= AIM OF THE EXERCISE =
Switch every "scouting record" to "survey log" in the entries below and give them back otherwise unchanged, please, leaving out the pictures.
- - - -
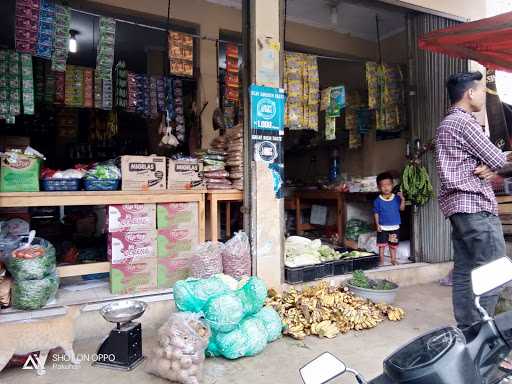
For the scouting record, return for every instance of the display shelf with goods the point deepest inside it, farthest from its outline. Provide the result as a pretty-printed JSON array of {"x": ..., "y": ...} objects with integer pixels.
[{"x": 58, "y": 199}]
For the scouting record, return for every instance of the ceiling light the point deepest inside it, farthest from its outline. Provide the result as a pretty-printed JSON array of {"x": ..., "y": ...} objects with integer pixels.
[{"x": 73, "y": 46}]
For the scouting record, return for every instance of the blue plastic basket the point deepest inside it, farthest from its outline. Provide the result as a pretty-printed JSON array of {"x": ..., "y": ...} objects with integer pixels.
- - - -
= RESULT OF THE TASK =
For the survey log, return for every instance of the display shelf with goods the point deepest inside it, farthest from its outline. Provide the result as a pretty-printed JSON array of {"x": ..., "y": ...} objects with integer pixels.
[{"x": 58, "y": 199}]
For the survey log, return for every instance of the ceiling light the point deepest inside it, farthest from its outline. Provide the result as a pretty-printed JSON array of {"x": ..., "y": ...} objects with integer pixels.
[{"x": 73, "y": 46}]
For the survey log, return for every instance of the blue plastic basket the point deepest inside it, farthest from its outline. Provide the result as a pretty-printed JSON array of {"x": ..., "y": ...} objects with integer pixels.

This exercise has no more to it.